*STATED PROBLEM*.
Retype exactly the lines that start at the line with "Each instance of the twig" and end at the final line, both included, and leave out every picture.

-=-=-=-=-

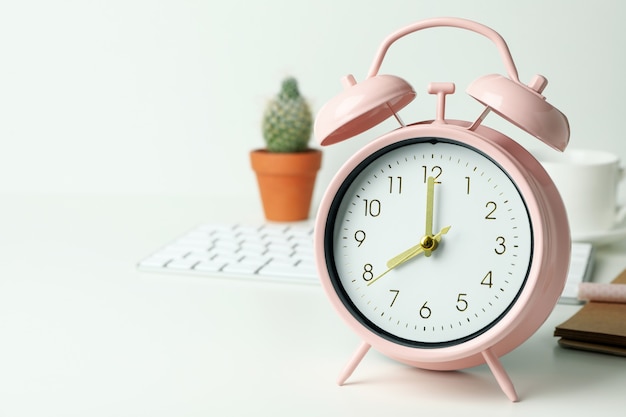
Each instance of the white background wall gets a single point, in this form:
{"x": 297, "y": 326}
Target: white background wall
{"x": 166, "y": 96}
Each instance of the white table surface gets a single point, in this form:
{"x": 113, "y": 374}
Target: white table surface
{"x": 83, "y": 333}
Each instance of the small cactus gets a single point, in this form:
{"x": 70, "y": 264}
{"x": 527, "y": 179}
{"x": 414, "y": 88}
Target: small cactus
{"x": 287, "y": 121}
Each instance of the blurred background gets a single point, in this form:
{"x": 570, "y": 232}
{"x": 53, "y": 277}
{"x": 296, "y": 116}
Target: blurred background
{"x": 166, "y": 96}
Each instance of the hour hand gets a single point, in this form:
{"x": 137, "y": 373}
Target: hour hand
{"x": 427, "y": 243}
{"x": 412, "y": 253}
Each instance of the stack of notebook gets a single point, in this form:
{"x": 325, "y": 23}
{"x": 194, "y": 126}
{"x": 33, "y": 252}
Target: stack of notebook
{"x": 597, "y": 326}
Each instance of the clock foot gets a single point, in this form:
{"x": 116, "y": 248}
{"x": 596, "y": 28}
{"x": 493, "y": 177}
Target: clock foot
{"x": 500, "y": 374}
{"x": 354, "y": 362}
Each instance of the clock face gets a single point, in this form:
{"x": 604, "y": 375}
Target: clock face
{"x": 428, "y": 242}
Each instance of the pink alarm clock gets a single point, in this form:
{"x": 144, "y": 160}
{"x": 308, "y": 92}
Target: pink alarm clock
{"x": 443, "y": 244}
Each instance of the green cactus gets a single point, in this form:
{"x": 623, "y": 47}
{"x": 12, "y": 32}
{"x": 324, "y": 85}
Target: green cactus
{"x": 287, "y": 121}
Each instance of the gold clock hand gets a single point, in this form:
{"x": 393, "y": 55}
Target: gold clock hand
{"x": 426, "y": 244}
{"x": 430, "y": 194}
{"x": 410, "y": 253}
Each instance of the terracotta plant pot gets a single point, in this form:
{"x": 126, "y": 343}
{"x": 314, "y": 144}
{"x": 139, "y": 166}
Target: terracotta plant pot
{"x": 286, "y": 182}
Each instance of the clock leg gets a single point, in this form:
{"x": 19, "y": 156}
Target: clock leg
{"x": 354, "y": 362}
{"x": 500, "y": 374}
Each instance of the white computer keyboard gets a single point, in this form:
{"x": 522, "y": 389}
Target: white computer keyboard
{"x": 267, "y": 251}
{"x": 282, "y": 252}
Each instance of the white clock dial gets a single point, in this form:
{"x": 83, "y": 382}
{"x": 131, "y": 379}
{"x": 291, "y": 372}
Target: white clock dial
{"x": 480, "y": 226}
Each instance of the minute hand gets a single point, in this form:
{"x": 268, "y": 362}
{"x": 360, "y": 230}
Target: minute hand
{"x": 413, "y": 251}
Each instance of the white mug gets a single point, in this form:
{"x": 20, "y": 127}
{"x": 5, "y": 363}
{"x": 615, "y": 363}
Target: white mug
{"x": 588, "y": 183}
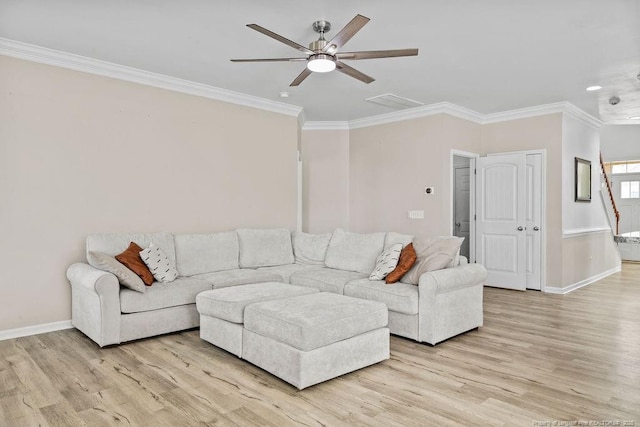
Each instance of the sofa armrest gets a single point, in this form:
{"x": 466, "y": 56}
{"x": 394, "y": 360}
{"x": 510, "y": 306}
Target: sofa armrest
{"x": 451, "y": 279}
{"x": 450, "y": 302}
{"x": 95, "y": 303}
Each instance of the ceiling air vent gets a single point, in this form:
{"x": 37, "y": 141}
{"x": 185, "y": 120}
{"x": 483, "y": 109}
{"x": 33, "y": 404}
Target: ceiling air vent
{"x": 393, "y": 101}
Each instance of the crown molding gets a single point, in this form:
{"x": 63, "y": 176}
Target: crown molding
{"x": 70, "y": 61}
{"x": 463, "y": 113}
{"x": 587, "y": 119}
{"x": 325, "y": 125}
{"x": 541, "y": 110}
{"x": 414, "y": 113}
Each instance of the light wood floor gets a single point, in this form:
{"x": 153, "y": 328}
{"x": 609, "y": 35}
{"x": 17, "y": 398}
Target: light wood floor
{"x": 538, "y": 359}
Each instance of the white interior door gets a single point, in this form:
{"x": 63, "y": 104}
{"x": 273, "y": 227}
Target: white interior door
{"x": 500, "y": 219}
{"x": 461, "y": 207}
{"x": 534, "y": 220}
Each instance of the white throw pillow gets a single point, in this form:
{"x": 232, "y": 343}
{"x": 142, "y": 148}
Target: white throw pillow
{"x": 386, "y": 262}
{"x": 159, "y": 264}
{"x": 434, "y": 253}
{"x": 126, "y": 277}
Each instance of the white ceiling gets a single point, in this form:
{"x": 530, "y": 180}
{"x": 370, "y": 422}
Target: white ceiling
{"x": 486, "y": 55}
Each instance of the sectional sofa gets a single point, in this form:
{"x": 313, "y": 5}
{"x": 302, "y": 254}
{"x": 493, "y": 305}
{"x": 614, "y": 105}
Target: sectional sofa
{"x": 443, "y": 304}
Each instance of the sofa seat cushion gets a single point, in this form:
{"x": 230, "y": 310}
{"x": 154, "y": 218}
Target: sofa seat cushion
{"x": 311, "y": 321}
{"x": 399, "y": 297}
{"x": 244, "y": 276}
{"x": 325, "y": 279}
{"x": 285, "y": 271}
{"x": 181, "y": 291}
{"x": 229, "y": 303}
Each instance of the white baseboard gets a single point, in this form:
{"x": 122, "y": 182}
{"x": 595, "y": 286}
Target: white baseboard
{"x": 585, "y": 282}
{"x": 35, "y": 329}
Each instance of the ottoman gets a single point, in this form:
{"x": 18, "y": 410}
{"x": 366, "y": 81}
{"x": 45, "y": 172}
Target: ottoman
{"x": 308, "y": 339}
{"x": 222, "y": 310}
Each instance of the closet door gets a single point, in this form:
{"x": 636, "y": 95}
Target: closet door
{"x": 501, "y": 219}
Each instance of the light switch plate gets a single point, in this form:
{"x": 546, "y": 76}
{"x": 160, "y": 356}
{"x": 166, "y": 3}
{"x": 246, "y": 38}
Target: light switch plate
{"x": 415, "y": 214}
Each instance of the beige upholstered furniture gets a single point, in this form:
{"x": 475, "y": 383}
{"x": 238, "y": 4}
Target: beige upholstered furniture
{"x": 445, "y": 302}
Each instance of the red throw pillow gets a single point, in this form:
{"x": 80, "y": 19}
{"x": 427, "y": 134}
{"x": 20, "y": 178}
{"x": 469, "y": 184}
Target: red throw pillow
{"x": 131, "y": 259}
{"x": 408, "y": 257}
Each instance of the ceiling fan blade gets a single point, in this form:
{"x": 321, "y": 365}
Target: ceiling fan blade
{"x": 269, "y": 60}
{"x": 281, "y": 39}
{"x": 303, "y": 75}
{"x": 350, "y": 71}
{"x": 346, "y": 33}
{"x": 371, "y": 54}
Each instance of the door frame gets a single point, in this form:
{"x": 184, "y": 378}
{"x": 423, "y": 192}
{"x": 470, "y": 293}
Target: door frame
{"x": 472, "y": 197}
{"x": 543, "y": 217}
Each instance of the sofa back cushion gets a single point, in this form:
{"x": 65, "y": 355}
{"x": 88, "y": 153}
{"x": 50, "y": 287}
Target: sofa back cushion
{"x": 354, "y": 251}
{"x": 116, "y": 243}
{"x": 206, "y": 253}
{"x": 310, "y": 249}
{"x": 265, "y": 247}
{"x": 433, "y": 253}
{"x": 392, "y": 238}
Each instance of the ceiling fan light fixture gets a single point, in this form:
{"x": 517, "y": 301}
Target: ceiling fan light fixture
{"x": 321, "y": 63}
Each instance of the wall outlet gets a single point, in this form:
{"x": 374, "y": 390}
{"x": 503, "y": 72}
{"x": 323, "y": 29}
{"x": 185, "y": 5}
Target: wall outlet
{"x": 415, "y": 214}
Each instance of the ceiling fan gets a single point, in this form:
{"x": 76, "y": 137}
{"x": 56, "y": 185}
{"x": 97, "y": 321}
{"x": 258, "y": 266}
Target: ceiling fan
{"x": 323, "y": 56}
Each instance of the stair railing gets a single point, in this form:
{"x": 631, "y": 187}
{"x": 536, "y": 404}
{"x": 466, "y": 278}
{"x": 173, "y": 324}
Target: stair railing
{"x": 607, "y": 181}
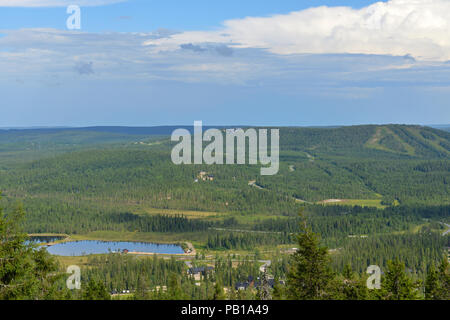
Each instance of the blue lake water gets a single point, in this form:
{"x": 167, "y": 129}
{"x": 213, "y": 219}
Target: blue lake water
{"x": 86, "y": 247}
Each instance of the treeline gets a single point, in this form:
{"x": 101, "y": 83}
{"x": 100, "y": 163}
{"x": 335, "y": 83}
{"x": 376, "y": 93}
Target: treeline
{"x": 344, "y": 221}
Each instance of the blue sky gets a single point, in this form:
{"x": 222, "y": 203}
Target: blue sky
{"x": 144, "y": 62}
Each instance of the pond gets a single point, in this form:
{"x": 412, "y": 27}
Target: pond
{"x": 86, "y": 247}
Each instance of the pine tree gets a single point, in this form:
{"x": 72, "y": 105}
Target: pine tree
{"x": 264, "y": 289}
{"x": 25, "y": 273}
{"x": 397, "y": 285}
{"x": 310, "y": 274}
{"x": 218, "y": 291}
{"x": 95, "y": 290}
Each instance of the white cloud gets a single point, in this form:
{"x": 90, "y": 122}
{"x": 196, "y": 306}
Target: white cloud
{"x": 419, "y": 28}
{"x": 55, "y": 3}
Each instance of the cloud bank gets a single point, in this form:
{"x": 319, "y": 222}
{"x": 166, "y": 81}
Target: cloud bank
{"x": 416, "y": 28}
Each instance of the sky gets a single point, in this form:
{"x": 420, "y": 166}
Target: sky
{"x": 285, "y": 62}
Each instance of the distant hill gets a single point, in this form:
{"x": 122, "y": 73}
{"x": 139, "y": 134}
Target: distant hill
{"x": 368, "y": 140}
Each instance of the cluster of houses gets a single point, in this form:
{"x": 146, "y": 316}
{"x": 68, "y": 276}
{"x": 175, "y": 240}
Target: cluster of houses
{"x": 199, "y": 273}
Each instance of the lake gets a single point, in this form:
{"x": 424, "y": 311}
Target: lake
{"x": 86, "y": 247}
{"x": 45, "y": 239}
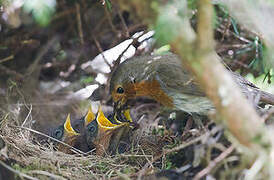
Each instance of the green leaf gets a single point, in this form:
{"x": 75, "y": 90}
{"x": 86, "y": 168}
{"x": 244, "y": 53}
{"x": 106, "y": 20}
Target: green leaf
{"x": 41, "y": 10}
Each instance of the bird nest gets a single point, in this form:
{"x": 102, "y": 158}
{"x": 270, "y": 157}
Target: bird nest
{"x": 153, "y": 151}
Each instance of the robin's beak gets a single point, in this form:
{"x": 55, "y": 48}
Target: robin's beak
{"x": 109, "y": 134}
{"x": 121, "y": 112}
{"x": 90, "y": 116}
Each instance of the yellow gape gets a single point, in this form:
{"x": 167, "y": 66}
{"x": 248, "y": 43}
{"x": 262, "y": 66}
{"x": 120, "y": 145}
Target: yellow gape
{"x": 68, "y": 128}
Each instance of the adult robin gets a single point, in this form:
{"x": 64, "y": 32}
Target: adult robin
{"x": 164, "y": 79}
{"x": 91, "y": 132}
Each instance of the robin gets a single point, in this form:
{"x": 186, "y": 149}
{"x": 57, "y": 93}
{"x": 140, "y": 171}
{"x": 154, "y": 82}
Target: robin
{"x": 164, "y": 79}
{"x": 91, "y": 132}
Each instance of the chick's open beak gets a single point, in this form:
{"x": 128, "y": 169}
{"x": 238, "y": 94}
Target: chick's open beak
{"x": 109, "y": 134}
{"x": 68, "y": 128}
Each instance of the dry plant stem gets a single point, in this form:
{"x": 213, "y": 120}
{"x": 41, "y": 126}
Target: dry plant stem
{"x": 79, "y": 23}
{"x": 6, "y": 59}
{"x": 17, "y": 172}
{"x": 213, "y": 163}
{"x": 45, "y": 173}
{"x": 240, "y": 118}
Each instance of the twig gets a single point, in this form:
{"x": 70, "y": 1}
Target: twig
{"x": 11, "y": 72}
{"x": 6, "y": 59}
{"x": 45, "y": 173}
{"x": 79, "y": 23}
{"x": 110, "y": 21}
{"x": 213, "y": 163}
{"x": 268, "y": 114}
{"x": 123, "y": 23}
{"x": 101, "y": 51}
{"x": 17, "y": 172}
{"x": 118, "y": 60}
{"x": 27, "y": 117}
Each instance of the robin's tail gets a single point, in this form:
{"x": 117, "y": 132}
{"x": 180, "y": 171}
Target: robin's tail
{"x": 267, "y": 98}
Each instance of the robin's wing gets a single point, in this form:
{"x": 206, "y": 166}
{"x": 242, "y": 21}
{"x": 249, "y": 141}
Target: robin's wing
{"x": 172, "y": 77}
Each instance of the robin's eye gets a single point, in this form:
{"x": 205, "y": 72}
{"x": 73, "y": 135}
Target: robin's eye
{"x": 120, "y": 90}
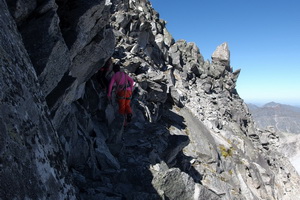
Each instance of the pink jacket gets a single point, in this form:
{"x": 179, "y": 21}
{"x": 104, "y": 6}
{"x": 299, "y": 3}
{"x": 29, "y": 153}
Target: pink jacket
{"x": 120, "y": 78}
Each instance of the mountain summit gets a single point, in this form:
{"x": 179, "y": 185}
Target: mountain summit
{"x": 191, "y": 135}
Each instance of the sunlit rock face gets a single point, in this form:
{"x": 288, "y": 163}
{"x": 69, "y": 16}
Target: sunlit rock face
{"x": 191, "y": 135}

-=-=-=-=-

*RESULT BELOW*.
Each instance of the twig gets a single point, in this form:
{"x": 70, "y": 1}
Target: twig
{"x": 11, "y": 72}
{"x": 6, "y": 59}
{"x": 45, "y": 173}
{"x": 79, "y": 23}
{"x": 110, "y": 21}
{"x": 213, "y": 163}
{"x": 268, "y": 114}
{"x": 123, "y": 23}
{"x": 101, "y": 51}
{"x": 17, "y": 172}
{"x": 118, "y": 60}
{"x": 27, "y": 117}
Each instance of the robin's tail gets a single point, in this form:
{"x": 117, "y": 132}
{"x": 180, "y": 171}
Target: robin's tail
{"x": 267, "y": 98}
Each instance of the robin's wing gets a single point, in this form:
{"x": 206, "y": 166}
{"x": 242, "y": 21}
{"x": 249, "y": 141}
Target: robin's wing
{"x": 172, "y": 77}
Each instance of the robin's eye gets a single point, in this form:
{"x": 205, "y": 72}
{"x": 73, "y": 135}
Target: robin's eye
{"x": 120, "y": 90}
Each instance of the pink jacket gets a single point, in this form:
{"x": 179, "y": 21}
{"x": 104, "y": 6}
{"x": 299, "y": 3}
{"x": 29, "y": 153}
Target: pink jacket
{"x": 120, "y": 78}
Each instance of the mountain summit gets a single point, in this form:
{"x": 179, "y": 185}
Target: mountain summit
{"x": 191, "y": 135}
Each instance of the sunlit rock face gets a single point, in this form:
{"x": 288, "y": 163}
{"x": 69, "y": 16}
Target: sunlit rock face
{"x": 191, "y": 135}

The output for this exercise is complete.